● **Work item**: Everything from the line holding "Definition first: for each instance of the elephant eye, imagine" to the end of the data must be reproduced exactly; include both boundary lines and nothing else.

*** Supplied records Section Begins ***

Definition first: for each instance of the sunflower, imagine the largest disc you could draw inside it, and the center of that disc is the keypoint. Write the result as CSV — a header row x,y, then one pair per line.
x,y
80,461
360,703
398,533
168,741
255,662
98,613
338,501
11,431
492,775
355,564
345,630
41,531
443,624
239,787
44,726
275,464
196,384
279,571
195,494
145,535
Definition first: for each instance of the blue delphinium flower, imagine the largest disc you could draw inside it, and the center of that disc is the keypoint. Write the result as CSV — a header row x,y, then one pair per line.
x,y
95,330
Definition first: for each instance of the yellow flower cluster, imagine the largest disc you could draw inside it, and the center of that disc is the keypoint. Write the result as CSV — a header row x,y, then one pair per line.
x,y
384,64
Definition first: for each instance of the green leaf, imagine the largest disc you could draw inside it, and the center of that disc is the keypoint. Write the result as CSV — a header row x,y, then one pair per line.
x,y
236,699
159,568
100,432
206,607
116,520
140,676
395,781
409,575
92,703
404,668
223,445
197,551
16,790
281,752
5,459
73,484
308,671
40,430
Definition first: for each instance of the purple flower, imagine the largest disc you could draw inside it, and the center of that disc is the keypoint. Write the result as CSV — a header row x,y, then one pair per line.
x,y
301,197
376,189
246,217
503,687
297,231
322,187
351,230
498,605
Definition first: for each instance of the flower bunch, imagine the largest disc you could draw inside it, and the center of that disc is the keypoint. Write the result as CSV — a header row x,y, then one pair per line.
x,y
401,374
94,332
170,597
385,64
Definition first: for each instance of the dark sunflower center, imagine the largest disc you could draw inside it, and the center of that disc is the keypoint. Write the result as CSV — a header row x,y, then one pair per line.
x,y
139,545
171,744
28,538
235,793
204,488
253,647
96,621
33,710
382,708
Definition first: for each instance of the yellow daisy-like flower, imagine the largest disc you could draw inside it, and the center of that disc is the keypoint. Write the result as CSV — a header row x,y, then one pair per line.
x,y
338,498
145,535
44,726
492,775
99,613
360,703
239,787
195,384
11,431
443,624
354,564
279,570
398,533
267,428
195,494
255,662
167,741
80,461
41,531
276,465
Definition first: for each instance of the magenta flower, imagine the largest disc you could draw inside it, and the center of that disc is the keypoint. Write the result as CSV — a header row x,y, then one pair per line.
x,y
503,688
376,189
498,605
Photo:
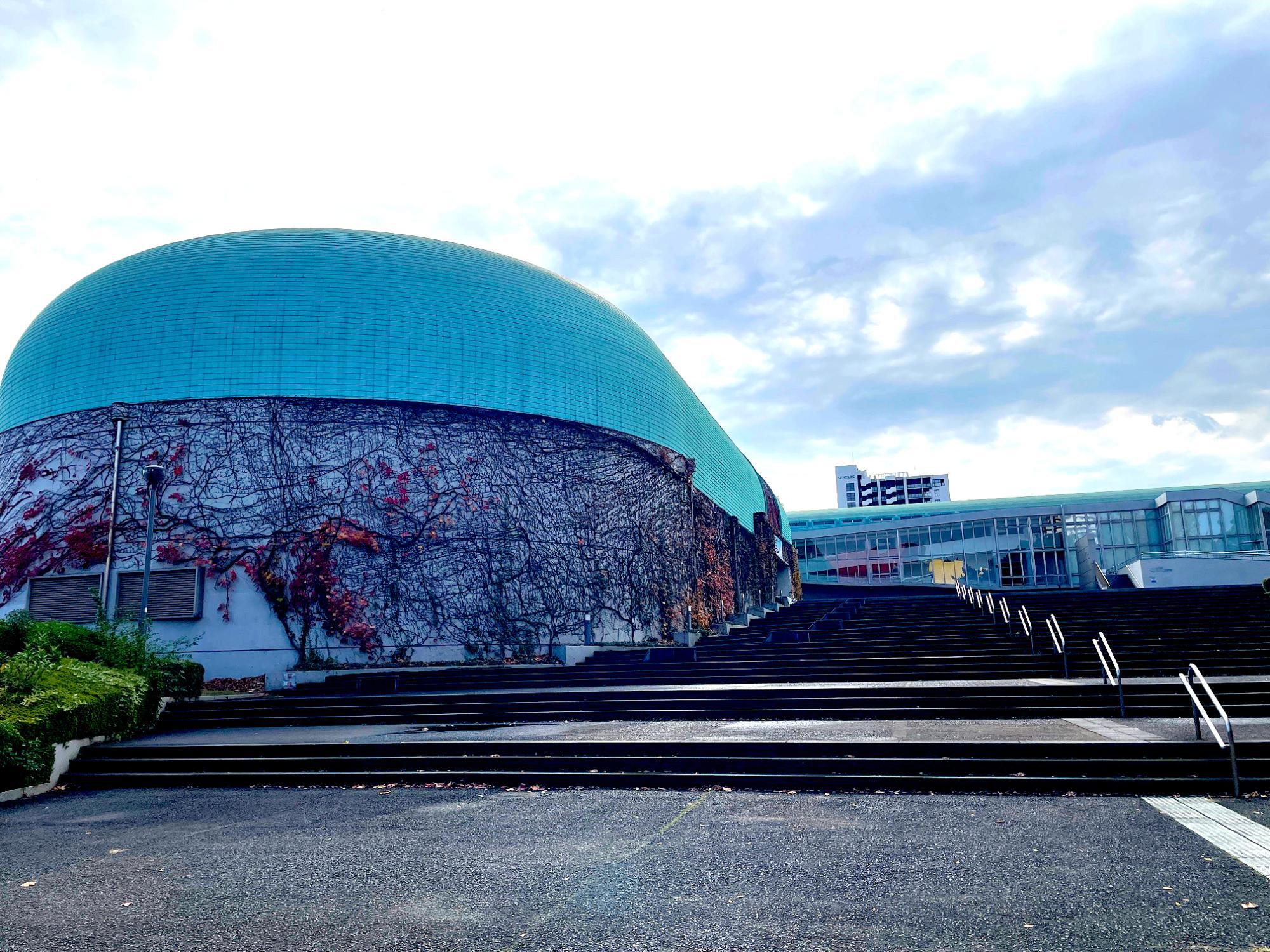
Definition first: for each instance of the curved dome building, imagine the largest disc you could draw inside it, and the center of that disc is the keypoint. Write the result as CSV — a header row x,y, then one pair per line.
x,y
373,446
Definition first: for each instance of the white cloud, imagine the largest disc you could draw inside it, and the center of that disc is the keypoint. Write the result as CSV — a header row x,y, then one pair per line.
x,y
886,326
716,361
957,345
1039,296
968,288
1019,456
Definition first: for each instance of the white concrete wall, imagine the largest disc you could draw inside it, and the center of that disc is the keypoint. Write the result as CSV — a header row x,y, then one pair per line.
x,y
1197,572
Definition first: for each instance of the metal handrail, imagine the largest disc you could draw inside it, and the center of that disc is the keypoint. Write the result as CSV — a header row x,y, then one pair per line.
x,y
1108,677
1056,635
1188,681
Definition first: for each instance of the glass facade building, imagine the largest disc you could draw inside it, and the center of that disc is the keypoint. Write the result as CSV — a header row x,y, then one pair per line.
x,y
1028,543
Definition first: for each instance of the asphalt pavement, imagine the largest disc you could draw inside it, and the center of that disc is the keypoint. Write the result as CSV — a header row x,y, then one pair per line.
x,y
469,869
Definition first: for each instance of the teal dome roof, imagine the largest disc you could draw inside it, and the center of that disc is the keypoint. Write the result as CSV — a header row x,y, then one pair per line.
x,y
368,317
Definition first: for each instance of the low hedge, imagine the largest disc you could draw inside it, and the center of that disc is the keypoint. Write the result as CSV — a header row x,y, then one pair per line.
x,y
74,700
116,647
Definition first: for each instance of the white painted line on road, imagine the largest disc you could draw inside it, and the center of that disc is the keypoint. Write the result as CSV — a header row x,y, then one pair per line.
x,y
1244,840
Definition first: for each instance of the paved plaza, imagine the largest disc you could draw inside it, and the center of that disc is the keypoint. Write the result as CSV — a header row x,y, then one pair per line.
x,y
471,869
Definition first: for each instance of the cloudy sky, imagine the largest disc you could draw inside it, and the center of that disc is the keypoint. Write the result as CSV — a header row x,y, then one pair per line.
x,y
1026,244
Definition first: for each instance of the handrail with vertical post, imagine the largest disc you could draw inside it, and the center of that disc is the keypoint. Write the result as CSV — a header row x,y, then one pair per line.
x,y
1198,710
1056,635
1108,677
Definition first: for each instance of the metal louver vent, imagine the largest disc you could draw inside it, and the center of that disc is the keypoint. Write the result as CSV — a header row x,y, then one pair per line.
x,y
176,595
64,598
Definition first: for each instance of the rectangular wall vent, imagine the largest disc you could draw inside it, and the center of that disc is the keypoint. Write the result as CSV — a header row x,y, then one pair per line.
x,y
176,595
64,598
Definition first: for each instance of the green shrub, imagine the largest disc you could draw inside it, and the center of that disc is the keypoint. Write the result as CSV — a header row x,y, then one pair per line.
x,y
15,630
73,640
181,680
73,700
25,671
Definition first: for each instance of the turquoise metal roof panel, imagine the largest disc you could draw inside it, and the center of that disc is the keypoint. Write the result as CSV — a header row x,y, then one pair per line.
x,y
1070,501
366,317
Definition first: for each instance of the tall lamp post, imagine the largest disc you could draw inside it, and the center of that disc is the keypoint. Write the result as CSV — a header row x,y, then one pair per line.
x,y
154,477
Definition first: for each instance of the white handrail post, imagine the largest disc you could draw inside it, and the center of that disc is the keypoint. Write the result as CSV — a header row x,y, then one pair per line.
x,y
1120,677
1198,710
1060,645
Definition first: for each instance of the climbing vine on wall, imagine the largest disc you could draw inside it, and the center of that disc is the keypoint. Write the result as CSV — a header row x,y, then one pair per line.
x,y
384,527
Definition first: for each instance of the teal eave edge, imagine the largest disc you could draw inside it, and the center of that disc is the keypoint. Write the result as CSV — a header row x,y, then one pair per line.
x,y
911,511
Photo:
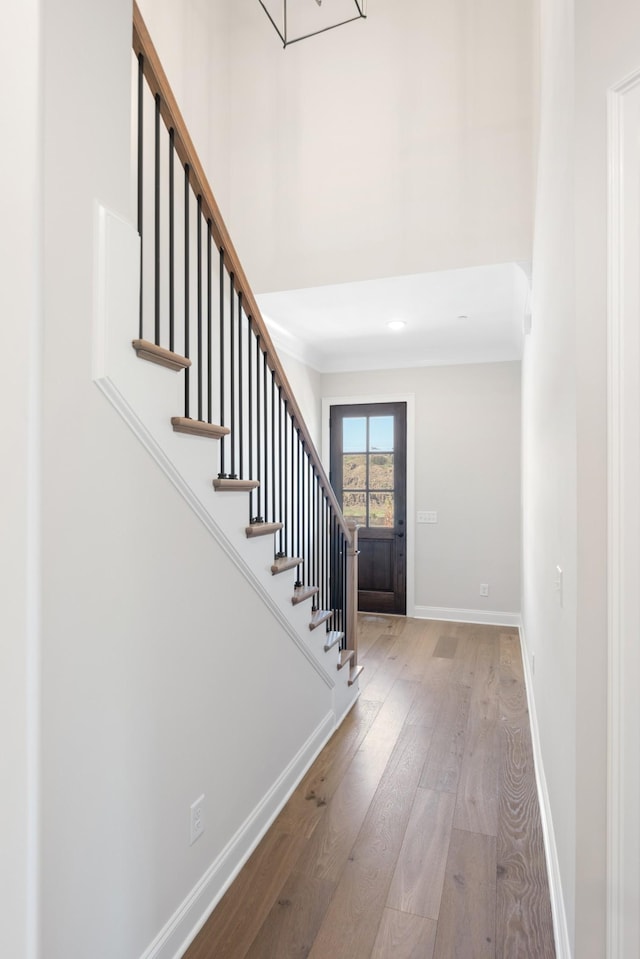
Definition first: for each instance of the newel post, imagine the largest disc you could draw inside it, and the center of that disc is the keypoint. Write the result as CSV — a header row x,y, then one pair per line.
x,y
352,591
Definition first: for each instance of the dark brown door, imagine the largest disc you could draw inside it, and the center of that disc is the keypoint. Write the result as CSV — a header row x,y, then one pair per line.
x,y
368,473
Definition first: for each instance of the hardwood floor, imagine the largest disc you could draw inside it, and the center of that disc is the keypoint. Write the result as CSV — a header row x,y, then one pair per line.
x,y
416,834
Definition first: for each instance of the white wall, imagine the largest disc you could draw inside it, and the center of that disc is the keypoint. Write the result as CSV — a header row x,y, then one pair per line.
x,y
162,678
586,47
305,383
191,37
467,467
20,304
607,50
549,444
396,145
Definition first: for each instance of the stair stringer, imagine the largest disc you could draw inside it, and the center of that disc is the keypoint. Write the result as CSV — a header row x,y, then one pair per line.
x,y
147,396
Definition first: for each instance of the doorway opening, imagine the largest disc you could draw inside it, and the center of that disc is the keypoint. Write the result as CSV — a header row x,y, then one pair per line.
x,y
368,471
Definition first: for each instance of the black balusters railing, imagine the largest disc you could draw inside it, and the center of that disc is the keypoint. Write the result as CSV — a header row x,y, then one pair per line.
x,y
265,436
282,469
260,497
209,323
156,239
221,370
232,375
172,229
236,380
187,280
241,411
199,306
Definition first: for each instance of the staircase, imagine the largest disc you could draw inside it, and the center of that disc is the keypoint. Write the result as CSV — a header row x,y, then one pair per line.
x,y
214,390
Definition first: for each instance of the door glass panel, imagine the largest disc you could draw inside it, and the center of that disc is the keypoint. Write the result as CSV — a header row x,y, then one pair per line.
x,y
354,506
381,471
354,471
381,510
380,433
354,434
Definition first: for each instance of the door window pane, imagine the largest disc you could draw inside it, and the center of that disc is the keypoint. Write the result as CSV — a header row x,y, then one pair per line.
x,y
354,471
354,434
354,506
381,471
381,511
380,433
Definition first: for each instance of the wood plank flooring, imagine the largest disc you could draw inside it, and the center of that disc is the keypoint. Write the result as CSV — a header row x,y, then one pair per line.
x,y
416,834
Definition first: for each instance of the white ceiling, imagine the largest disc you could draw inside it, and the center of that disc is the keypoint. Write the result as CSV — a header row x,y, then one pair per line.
x,y
473,315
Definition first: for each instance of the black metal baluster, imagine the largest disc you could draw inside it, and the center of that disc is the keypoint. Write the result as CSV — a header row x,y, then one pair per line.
x,y
314,524
232,374
140,171
199,300
259,490
299,504
266,434
222,473
284,542
253,496
156,243
274,514
209,325
172,285
292,487
240,392
325,592
282,473
305,553
186,287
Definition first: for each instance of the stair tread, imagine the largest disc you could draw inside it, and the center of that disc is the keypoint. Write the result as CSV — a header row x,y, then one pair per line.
x,y
332,639
183,424
346,655
283,563
302,593
226,486
262,529
319,617
147,350
354,673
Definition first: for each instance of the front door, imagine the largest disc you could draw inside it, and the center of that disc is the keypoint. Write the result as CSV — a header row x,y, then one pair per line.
x,y
368,473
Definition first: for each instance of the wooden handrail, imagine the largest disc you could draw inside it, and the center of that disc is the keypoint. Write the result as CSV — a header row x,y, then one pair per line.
x,y
173,120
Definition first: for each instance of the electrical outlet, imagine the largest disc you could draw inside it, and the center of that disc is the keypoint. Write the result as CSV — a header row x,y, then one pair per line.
x,y
559,586
197,819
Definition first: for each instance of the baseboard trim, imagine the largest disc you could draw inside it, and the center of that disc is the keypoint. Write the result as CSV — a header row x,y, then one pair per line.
x,y
181,929
479,616
560,928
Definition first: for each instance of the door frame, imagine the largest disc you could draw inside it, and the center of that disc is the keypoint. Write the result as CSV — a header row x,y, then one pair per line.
x,y
410,400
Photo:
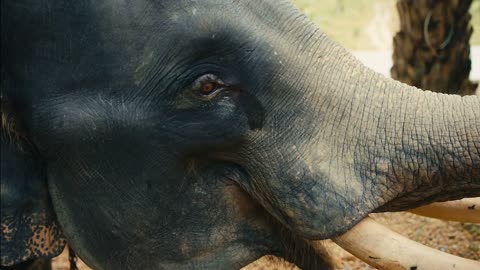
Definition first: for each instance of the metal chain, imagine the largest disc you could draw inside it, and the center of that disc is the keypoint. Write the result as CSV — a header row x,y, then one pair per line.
x,y
72,258
426,34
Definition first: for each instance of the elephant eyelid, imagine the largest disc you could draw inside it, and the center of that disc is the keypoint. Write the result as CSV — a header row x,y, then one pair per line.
x,y
208,86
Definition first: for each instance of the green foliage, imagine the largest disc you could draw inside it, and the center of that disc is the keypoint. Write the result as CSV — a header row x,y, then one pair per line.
x,y
364,24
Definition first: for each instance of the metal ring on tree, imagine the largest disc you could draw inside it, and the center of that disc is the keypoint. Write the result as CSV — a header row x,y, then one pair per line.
x,y
447,40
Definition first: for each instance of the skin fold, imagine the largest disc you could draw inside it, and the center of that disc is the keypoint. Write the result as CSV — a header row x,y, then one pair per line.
x,y
206,134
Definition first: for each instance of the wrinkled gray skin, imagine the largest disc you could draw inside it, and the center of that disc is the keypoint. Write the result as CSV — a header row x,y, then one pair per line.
x,y
302,142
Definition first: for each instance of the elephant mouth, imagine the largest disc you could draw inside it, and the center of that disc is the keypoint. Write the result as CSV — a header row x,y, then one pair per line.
x,y
383,248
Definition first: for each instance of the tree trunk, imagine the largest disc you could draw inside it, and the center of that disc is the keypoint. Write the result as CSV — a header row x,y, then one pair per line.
x,y
431,50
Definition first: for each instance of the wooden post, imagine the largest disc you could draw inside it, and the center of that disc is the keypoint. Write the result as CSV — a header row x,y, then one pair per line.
x,y
432,50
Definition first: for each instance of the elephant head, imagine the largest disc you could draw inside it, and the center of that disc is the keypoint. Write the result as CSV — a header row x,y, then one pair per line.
x,y
160,134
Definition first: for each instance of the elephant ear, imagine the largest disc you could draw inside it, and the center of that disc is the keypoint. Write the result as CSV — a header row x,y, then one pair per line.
x,y
29,226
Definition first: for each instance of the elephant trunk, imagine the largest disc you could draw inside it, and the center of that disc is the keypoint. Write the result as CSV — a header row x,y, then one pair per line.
x,y
403,146
358,142
426,146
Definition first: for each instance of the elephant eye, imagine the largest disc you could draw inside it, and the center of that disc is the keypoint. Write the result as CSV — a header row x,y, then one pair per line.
x,y
208,86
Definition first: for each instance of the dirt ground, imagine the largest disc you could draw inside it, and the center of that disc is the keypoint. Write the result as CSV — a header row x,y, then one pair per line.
x,y
461,239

*** Supplied records Section Ends ***

● **Task output**:
Definition first: for each instance of the elephant eye, imagine the largest disc you could draw inside it, and the center of that disc is the keypoint. Write the result as CSV — a header row x,y, then one pair per line.
x,y
208,86
Definition first: for each instance of the dirt ground, imagine the largest disc you could draw inside it, and the center of that disc is the keypoint. Write the result as CSV — a header row x,y, then one pair per line.
x,y
461,239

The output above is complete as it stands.